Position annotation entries

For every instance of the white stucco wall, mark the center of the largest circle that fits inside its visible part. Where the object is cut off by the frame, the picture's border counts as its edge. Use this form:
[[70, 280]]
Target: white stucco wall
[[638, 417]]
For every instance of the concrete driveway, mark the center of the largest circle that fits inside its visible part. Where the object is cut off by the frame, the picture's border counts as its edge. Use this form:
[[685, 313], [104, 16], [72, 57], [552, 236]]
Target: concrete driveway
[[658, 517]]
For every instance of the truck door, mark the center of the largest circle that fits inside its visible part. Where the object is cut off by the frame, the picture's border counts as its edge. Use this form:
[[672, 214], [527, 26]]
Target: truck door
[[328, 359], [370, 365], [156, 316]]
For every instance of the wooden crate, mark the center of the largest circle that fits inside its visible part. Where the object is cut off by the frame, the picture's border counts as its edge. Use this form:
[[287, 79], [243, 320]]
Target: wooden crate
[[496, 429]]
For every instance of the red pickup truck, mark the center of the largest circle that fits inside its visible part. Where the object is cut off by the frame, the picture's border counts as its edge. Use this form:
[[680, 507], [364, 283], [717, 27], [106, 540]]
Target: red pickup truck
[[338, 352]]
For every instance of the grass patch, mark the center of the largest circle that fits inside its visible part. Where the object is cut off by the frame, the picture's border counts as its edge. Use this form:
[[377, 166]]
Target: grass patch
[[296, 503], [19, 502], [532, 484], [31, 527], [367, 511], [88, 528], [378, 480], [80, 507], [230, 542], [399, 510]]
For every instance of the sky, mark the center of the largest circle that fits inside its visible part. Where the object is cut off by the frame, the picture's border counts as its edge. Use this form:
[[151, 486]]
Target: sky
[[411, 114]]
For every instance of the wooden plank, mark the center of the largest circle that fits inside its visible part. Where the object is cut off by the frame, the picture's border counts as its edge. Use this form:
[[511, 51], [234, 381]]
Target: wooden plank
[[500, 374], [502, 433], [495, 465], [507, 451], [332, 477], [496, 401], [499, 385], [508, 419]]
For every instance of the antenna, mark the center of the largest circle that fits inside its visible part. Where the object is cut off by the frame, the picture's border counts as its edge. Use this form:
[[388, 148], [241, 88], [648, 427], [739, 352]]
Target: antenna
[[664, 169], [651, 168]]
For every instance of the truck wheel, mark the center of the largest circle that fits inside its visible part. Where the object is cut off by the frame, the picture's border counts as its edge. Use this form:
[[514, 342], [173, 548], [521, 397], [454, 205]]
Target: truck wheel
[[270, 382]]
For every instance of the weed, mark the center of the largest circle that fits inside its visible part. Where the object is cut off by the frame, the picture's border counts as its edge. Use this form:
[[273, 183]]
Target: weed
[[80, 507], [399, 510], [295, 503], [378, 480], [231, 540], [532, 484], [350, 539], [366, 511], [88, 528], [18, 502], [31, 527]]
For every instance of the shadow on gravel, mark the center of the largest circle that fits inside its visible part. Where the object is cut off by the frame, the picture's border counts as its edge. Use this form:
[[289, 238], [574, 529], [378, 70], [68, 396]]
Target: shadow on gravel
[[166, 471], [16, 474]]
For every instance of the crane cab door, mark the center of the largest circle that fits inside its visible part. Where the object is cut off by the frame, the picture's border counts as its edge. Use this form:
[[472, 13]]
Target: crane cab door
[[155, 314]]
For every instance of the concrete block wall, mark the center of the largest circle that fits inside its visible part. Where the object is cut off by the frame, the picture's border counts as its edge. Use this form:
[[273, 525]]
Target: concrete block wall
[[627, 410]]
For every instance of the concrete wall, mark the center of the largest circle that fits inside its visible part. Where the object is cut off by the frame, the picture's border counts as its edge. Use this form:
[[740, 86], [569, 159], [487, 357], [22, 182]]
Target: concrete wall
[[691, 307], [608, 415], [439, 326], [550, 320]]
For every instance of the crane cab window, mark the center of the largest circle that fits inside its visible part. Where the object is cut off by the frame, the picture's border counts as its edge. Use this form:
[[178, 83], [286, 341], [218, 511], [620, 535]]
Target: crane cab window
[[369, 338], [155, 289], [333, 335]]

▶ _Your instructions_:
Express the lines above, from the line containing "For every instance of the concrete wall, mark" through the end of the entries, as a Markdown table with the columns Row and Line. Number each row and leave out any blank lines.

▶ _Output for this exercise_:
| Row | Line |
|---|---|
| 1 | For every instance of the concrete wall, mark the center of the largest circle that fits inside its visible part. Where the object is cut off by the frame, the picture's border counts as its edge. Use this form: |
| 2 | [[740, 86], [569, 159], [487, 357], [22, 182]] |
| 3 | Target: concrete wall |
| 4 | [[691, 307], [608, 415], [439, 326], [550, 320]] |
| 5 | For every instance of the crane cab window, mark the center of the largest circle that fits inside its visible part. Where the object is cut off by the frame, the picture's border counts as its edge. Use this form: |
| 6 | [[178, 83], [286, 341], [218, 511], [620, 535]] |
| 7 | Target: crane cab window |
| 8 | [[369, 338], [155, 289], [333, 335]] |